TUGAS A — Dapatkah Anda mengutip persis bagian berita tentang limbah minyak hitam di Bintan yang dimulai dengan "TANJUNGPINANG (suarasiber.com) –" dan berlanjut hingga "gelombang yang kuat."?
TUGAS B — Teruskan berita tentang limbah minyak hitam di pesisir Bintan, mulai setelah kalimat terakhirnya.

BACAAN —
Bintan Diserbu Limbah Minyak Hitam, Penanganannya Tanpa SOP

Loading...

TANJUNGPINANG (suarasiber.com) – Terkait limbah minyak hitam (sludge oil) yang setiap tahun mencemari kawasan pesisir Pulau Bintan, Kus Prisetiahadi PhD, Kabid Perlindungan Lingkungan Hidup Kemenko Bidang Maritim, kemarin, mengatakan ada dua kemungkinan penyebabnya. Pertama, kemungkinan adanya tabrakan kapal yang menyebabkan tumpahnya minyak hitam atau pembuangan illegal dari kapal. Kedua, terangkatnya endapan minyak hitam, akibat kejadian tumpahan minyak sebelumnya, di dasar perairan akibat gelombang yang kuat.

Kemungkinan pertama, disebutnya, tidak ada karena memang tidak ada laporan kejadian tabrakan kapal atau illegal dumoing minyak ke laut. Sehingga, kemungkinan kedua lebih diduga sebagai penyebab tercemarnya kawasan pesisir pantai tersebut.

DATA SUMBER —
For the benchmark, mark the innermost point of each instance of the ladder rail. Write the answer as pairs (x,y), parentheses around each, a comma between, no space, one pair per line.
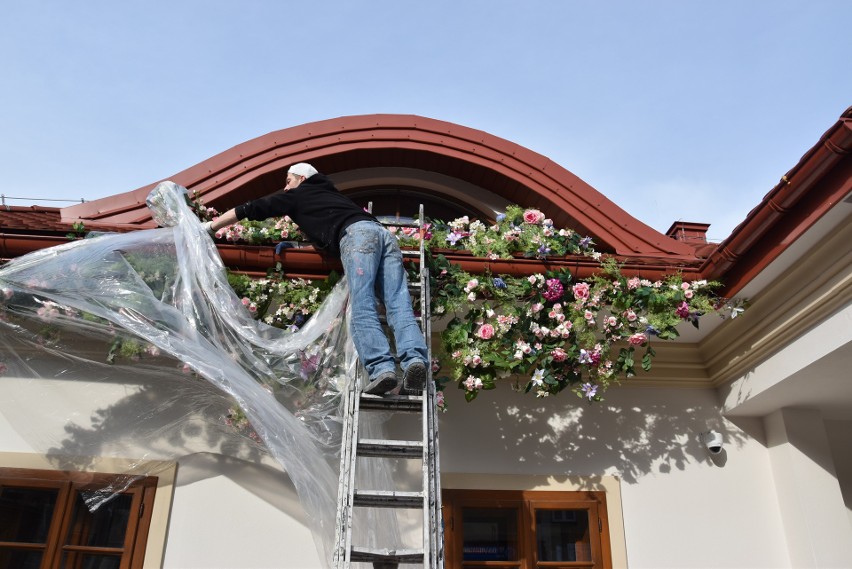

JAWABAN A —
TANJUNGPINANG (suarasiber.com) – Terkait limbah minyak hitam (sludge oil) yang setiap tahun mencemari kawasan pesisir Pulau Bintan, Kus Prisetiahadi PhD, Kabid Perlindungan Lingkungan Hidup Kemenko Bidang Maritim, kemarin, mengatakan ada dua kemungkinan penyebabnya. Pertama, kemungkinan adanya tabrakan kapal yang menyebabkan tumpahnya minyak hitam atau pembuangan illegal dari kapal. Kedua, terangkatnya endapan minyak hitam, akibat kejadian tumpahan minyak sebelumnya, di dasar perairan akibat gelombang yang kuat.

JAWABAN B —
Menjawab pertanyaan bahwa limbah itu dari ulah kapal-kapal yang sengaja membuangnya ke laut, Kus, menjawab, “Selama beberapa minggu terakhir Desember, Bakamla rutin melakukan patroli di kawasan perairan Bintan. Namun, tidak dapat tangkap tangan di lapangan.”

Dalam pengamatan redaksi media ini, selama belasan tahun limbah limbah minyak hitam (sludge oil) dipastikan datang mencemari kawasan pantai di Pulau Bintan saat musim angin kencang tiba (musim utara). Limbah itu ditemukan di pantai di bagian timur dan utara Bintan yang berhadapan dengan laut lepas.

Walau “tradisi” mendaratnya limbah minyak hitam itu berlangsung minimal selama belasan tahun, akan tetapi apa penyebab pastinya yang masih jadi misteri. Sama misterinya dengan standar prosedur operasional Standard Operating Procedure) penanganan limbah minyak hitam itu.

Menjawab pertanyaan terkait penanganan standar operasi penanganan limbah minyak di laut itu, Kus, mengatakan pemerintah pusat dan daerah sudah berupaya melaksanakan penanganan yang sesuai dengan peraturan perundangan yang ada. Ke depan, dasar hukum aturan penanganan tumpahan minyak di laut itu akan disempurnakan.

“Tahun 2017 sudah selesai review-nya. Tahun ini dijadwal sudah melakukan revisi,” jelas Kus, sembari menambahkan bahwa untuk penanganan yang cepat seharusnya tim di daerah yang dikoordinasikan provinsi harus lebih kuat.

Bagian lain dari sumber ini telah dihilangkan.